**Vorliegender Text**:

Deutschland gilt als Drehscheibe des globalen Darmhandels: Ware im Gesamtwert von 459.734 Mio Euro wurde importiert, fast den gleichen Wert (432.794 Mio Euro) erzielte die Ausfuhr von Naturdärmen. Der deutsche Naturdarmhandel blickt auf ein bewegtes Geschäftsjahr 2020 zurück. Die Menge der weltweit gehandelten Ware legte auf 227.832 t zu (Vorjahr 225.088 t). Allerdings gingen die Pandemie-bedingten Herausforderungen bei den Warenströmen zulasten der Profitabilität. So lag der Gesamtumsatz mit 892.528 Mio Euro um 7,4 % unter dem Vorjahreswert.
Für diese Unternehmen, organisiert im Zentralverband Naturdarm e.V., ist die EU der wichtigste Handelsplatz. Hier wurden 64 % der Menge gehandelt. Wertmäßig hatte die EU einen Anteil von 50,8 %. Die Rangliste der Partnerländer führen weiterhin die Niederlande mit dem Transithafen Rotterdam sowie Polen als Standort für Lohnveredelung an. Aber auch mit Italien und Frankreich gibt es enge Verbindungen. Beide Länder stehen für traditionelle Wurstspezialitäten und anspruchsvolle Konsumenten, was die Nachfrage nach natürlichen Hüllen beflügelt.
Pandemie beeinflusst gesamte Lieferkette
Die Auswirkungen der Pandemie stellten die deutschen Naturdarm-Unternehmen in ihrem globalen Handelsgeschehen vor sehr große Herausforderungen. Handelspartner Nr. 1 ist mit Abstand die Volksrepublik China. Hier standen schon Anfang 2020 die Produktionen in vielen Betrieben still. Die Probleme setzten sich schnell entlang der gesamten Lieferkette fort. Häfen waren über Wochen geschlossen, Schiffe mussten Umwege fahren und im Grenzverkehr führten pandemiebedingte Kontrollen zu massiven Verzögerungen.

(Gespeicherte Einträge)
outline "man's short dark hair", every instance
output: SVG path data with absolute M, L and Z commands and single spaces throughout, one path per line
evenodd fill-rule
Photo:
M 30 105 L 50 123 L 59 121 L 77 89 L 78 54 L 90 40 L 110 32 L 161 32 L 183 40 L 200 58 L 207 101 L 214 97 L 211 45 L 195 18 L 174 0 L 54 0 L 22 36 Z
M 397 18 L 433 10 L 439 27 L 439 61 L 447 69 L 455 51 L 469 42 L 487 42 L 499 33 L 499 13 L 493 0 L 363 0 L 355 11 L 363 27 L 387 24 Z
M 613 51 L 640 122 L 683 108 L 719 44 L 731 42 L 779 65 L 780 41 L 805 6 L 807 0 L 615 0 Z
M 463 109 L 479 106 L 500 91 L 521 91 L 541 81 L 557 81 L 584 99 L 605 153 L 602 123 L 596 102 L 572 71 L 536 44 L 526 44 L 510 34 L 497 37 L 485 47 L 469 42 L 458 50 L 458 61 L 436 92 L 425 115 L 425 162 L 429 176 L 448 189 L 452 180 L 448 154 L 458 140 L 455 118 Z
* * *
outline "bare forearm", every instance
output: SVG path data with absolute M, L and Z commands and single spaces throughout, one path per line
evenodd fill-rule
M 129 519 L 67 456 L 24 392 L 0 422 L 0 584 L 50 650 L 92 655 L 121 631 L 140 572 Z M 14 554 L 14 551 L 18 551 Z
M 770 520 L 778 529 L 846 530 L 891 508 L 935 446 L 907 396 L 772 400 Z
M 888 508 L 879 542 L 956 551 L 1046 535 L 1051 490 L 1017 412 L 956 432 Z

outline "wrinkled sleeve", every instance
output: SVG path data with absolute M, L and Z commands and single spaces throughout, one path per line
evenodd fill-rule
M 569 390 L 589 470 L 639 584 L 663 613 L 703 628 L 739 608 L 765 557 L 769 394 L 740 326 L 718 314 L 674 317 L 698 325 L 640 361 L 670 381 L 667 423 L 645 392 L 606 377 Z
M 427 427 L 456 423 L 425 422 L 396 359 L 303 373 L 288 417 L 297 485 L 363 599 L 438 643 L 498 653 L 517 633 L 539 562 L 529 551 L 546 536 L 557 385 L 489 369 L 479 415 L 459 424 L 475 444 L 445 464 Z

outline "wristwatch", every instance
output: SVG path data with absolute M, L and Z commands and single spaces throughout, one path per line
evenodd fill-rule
---
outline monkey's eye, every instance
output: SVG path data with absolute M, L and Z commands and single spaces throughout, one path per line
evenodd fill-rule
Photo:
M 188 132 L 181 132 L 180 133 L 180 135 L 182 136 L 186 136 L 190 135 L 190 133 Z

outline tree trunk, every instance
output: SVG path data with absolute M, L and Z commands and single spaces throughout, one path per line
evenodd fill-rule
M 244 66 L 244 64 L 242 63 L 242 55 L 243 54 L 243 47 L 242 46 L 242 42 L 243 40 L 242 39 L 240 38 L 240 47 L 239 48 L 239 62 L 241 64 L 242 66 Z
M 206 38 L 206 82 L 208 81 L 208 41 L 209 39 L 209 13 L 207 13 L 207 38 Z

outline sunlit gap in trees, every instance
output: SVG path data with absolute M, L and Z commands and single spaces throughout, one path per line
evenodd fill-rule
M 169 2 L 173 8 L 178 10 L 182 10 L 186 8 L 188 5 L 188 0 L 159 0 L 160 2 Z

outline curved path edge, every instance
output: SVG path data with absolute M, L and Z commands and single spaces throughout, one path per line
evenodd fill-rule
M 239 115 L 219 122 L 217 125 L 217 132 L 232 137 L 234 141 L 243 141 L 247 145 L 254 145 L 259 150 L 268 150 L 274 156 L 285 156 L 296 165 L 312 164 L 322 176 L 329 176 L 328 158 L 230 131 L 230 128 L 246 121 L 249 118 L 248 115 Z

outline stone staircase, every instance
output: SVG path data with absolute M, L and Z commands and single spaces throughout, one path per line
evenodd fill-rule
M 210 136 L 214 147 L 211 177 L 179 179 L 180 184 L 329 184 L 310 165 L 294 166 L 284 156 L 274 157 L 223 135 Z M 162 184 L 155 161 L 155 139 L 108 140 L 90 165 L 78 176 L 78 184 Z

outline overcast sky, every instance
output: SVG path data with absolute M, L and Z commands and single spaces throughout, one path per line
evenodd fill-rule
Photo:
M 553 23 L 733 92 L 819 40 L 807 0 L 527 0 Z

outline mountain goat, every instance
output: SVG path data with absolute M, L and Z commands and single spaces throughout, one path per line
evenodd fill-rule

**Ziel der Übung**: Kannst du aus dem Text über den Naturdarmhandel oben den Abschnitt wortgetreu wiedergeben, der bei den Worten „Deutschland gilt als“ beginnt und nach „unter dem Vorjahreswert.“ endet?

**Lösung zur Aufgabe**:
Deutschland gilt als Drehscheibe des globalen Darmhandels: Ware im Gesamtwert von 459.734 Mio Euro wurde importiert, fast den gleichen Wert (432.794 Mio Euro) erzielte die Ausfuhr von Naturdärmen. Der deutsche Naturdarmhandel blickt auf ein bewegtes Geschäftsjahr 2020 zurück. Die Menge der weltweit gehandelten Ware legte auf 227.832 t zu (Vorjahr 225.088 t). Allerdings gingen die Pandemie-bedingten Herausforderungen bei den Warenströmen zulasten der Profitabilität. So lag der Gesamtumsatz mit 892.528 Mio Euro um 7,4 % unter dem Vorjahreswert.